:: Text provided ::
--- start ---
This historical antecedent is most probably the connecting factor for the undesirable trend in Courts-Martial proceedings in Nigeria. It can not be over emphasized that right from arraignment, through trial and judgment, most Nigerian Courts-Martial are fraught with violations of Human Rights Law.

Court-Martial 1

The verdicts in appellate courts on Courts-Martial decisions since 1999 showed the insensitive attitude of the Nigerian military towards Human Rights Law in the administration of criminal justice over the years and its enforcement several years after the country has transited to democratic rule.

Fair hearing is a major pillar in Human Rights Law and a vital aspect in the administration of justice in any progressive jurisdiction in the world. Fair hearing is enshrined in the Nigerian constitution (see section 36 of the Constitution of the Federal Republic of Nigeria 1999) and the determination of rights and liabilities that are inconsistent with the principles of fair hearing as provided in the constitution subject to its limitations will be void to the extent of their inconsistencies. The Nigerian military courts in the administration of criminal justice often failed to observe the tenets of this major pillar of our criminal justice system.

The concept of fair hearing as it has been established in Nigeria through various decisions of the Supreme Court and indeed throughout the Commonwealth jurisdiction is to a great extent hinged on but not restricted to the twin maxims of natural justice, audi alterem partem and nemo judex in causa sua meaning “hear the other side” and “no one shall be a judge in his own cause” respectively. Fair hearing is synonymous but not co-terminus with natural justice. In ORI-OGE V A.G. ONDO STATE (1982) 3 NCLR 349, it was maintained that the two principles of natural justice are coherent in the provision of fair hearing but the provision goes beyond the principle of natural justice.
--- end ---
:: Problem ::
According to the text on Nigerian courts-martial, which section of the 1999 Constitution of the Federal Republic of Nigeria enshrines fair hearing?

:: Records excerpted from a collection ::
--- start ---
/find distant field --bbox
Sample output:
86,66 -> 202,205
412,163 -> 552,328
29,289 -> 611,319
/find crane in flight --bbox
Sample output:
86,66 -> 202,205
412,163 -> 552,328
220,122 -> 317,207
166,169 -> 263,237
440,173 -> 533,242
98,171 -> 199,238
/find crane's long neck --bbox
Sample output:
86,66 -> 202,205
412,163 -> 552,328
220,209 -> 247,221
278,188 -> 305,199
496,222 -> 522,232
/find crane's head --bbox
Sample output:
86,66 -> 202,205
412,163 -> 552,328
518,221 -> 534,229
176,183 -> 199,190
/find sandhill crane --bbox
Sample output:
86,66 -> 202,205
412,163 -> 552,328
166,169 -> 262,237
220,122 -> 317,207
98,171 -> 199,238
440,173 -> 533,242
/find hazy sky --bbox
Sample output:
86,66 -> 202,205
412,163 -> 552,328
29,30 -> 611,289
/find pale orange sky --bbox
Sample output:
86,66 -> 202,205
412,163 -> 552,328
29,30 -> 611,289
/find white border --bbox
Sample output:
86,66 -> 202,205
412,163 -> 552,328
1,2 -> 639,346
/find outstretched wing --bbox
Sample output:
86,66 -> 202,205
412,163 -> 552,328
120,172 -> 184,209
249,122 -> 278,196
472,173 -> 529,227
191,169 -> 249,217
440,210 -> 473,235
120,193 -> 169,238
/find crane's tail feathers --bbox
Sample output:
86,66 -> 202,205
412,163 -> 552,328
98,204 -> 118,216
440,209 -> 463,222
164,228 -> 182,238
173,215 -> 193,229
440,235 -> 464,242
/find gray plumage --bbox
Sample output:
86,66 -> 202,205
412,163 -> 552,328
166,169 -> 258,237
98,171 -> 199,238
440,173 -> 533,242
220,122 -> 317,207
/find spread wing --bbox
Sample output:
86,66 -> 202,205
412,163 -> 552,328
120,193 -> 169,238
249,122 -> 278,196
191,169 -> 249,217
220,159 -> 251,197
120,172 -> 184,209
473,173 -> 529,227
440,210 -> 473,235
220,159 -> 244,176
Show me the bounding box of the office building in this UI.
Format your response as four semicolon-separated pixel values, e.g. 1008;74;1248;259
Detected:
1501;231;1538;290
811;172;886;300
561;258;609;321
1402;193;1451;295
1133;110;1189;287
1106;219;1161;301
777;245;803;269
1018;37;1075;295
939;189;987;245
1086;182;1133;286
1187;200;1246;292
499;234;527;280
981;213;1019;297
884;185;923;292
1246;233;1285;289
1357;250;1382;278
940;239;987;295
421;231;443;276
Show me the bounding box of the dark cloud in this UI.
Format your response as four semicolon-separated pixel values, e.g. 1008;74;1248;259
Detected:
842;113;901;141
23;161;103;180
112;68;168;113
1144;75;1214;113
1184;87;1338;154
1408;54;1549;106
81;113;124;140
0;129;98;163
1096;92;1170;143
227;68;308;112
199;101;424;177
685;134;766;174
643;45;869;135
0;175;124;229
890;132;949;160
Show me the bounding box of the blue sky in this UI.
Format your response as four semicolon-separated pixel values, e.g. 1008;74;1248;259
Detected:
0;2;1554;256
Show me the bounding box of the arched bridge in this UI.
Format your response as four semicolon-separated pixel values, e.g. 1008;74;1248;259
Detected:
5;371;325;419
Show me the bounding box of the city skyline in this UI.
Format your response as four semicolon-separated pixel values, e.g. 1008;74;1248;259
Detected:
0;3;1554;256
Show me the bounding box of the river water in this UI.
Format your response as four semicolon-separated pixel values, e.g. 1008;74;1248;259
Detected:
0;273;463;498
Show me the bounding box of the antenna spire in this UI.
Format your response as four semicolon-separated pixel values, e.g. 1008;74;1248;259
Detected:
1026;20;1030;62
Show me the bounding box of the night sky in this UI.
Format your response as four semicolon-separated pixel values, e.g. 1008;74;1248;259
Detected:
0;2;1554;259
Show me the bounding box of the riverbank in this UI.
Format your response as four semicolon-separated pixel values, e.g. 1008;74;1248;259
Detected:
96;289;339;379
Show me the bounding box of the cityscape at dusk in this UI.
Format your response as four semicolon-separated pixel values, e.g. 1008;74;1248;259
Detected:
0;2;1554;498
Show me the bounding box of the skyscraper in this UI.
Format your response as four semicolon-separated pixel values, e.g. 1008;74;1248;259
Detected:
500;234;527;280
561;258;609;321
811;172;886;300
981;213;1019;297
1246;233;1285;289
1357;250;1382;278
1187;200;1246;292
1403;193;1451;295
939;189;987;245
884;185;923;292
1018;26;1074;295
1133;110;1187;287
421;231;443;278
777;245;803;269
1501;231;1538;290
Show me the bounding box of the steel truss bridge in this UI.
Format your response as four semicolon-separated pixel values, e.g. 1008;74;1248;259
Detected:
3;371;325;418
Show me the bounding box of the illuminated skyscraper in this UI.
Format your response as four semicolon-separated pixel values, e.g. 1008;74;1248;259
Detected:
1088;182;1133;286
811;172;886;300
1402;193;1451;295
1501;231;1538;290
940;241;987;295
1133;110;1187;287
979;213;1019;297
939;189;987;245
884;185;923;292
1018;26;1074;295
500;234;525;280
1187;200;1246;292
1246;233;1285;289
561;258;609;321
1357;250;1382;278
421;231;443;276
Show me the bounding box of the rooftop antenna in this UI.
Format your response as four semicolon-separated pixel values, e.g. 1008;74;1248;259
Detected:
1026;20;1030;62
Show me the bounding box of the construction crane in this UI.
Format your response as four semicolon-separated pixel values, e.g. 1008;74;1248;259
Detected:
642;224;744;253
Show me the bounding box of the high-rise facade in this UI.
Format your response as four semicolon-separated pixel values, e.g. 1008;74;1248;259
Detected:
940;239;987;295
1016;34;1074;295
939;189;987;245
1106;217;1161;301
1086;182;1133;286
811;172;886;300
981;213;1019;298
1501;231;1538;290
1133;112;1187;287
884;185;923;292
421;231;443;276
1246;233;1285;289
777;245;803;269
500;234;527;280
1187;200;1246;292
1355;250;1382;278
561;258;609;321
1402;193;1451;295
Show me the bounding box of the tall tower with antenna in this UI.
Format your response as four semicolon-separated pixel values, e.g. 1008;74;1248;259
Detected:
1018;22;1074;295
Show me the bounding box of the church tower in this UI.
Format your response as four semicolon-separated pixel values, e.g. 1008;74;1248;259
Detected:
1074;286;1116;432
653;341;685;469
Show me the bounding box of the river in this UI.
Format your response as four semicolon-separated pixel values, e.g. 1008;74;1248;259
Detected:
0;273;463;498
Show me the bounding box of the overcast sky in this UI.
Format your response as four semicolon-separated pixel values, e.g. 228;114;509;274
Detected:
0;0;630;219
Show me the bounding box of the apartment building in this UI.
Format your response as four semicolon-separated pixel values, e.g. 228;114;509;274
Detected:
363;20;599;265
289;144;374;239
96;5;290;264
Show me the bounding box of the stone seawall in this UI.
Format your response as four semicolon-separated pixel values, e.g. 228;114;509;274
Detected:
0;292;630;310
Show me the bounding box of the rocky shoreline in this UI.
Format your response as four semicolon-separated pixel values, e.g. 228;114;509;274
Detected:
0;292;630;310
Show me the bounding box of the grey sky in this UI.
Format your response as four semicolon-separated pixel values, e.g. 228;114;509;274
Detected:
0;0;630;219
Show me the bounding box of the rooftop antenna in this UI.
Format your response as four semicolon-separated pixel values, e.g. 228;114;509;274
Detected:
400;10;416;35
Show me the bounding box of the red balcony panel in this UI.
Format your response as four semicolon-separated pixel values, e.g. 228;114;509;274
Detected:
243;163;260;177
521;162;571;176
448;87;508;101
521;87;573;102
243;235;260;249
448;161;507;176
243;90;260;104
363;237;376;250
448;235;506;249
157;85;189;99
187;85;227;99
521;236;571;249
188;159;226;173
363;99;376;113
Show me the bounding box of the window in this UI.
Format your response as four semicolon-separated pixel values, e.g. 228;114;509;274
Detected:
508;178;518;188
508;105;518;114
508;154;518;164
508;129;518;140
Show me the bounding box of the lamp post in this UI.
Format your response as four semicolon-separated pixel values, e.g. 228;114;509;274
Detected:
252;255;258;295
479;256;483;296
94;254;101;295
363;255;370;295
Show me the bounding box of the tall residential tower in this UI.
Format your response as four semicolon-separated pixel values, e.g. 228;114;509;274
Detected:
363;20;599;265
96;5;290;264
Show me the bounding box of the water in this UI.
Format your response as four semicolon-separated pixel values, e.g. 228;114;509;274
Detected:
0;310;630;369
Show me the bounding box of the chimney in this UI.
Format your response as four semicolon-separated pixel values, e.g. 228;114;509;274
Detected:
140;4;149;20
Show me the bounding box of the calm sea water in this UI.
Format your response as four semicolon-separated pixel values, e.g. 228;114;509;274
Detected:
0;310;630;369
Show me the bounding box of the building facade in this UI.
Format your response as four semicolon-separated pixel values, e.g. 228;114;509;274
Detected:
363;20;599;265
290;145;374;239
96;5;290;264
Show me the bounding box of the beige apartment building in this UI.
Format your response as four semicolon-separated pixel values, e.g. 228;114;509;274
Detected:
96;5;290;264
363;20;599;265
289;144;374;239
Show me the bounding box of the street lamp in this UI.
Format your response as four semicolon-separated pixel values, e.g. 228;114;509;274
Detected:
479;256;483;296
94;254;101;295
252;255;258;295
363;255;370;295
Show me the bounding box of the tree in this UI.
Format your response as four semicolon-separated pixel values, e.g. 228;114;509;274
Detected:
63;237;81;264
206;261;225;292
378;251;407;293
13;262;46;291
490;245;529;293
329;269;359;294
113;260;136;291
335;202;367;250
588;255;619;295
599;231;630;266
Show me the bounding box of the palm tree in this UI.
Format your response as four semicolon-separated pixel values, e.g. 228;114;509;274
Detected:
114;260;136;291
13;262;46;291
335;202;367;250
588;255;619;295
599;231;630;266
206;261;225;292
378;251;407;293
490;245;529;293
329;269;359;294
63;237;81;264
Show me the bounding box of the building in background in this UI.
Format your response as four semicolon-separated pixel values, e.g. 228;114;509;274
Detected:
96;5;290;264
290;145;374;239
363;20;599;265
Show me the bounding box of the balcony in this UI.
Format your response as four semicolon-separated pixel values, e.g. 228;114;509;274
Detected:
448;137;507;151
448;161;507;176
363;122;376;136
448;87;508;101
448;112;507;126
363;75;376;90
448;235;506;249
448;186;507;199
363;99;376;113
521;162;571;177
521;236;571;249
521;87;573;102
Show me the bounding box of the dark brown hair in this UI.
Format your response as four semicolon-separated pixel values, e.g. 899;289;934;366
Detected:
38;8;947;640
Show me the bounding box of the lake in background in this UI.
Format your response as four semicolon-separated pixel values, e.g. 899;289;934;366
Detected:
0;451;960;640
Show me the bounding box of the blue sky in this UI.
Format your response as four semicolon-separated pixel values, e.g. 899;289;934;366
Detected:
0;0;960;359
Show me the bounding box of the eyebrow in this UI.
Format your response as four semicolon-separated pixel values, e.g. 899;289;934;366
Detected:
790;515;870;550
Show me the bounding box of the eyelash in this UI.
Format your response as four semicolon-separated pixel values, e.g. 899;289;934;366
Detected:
--- end ---
:: Result ::
Section 36.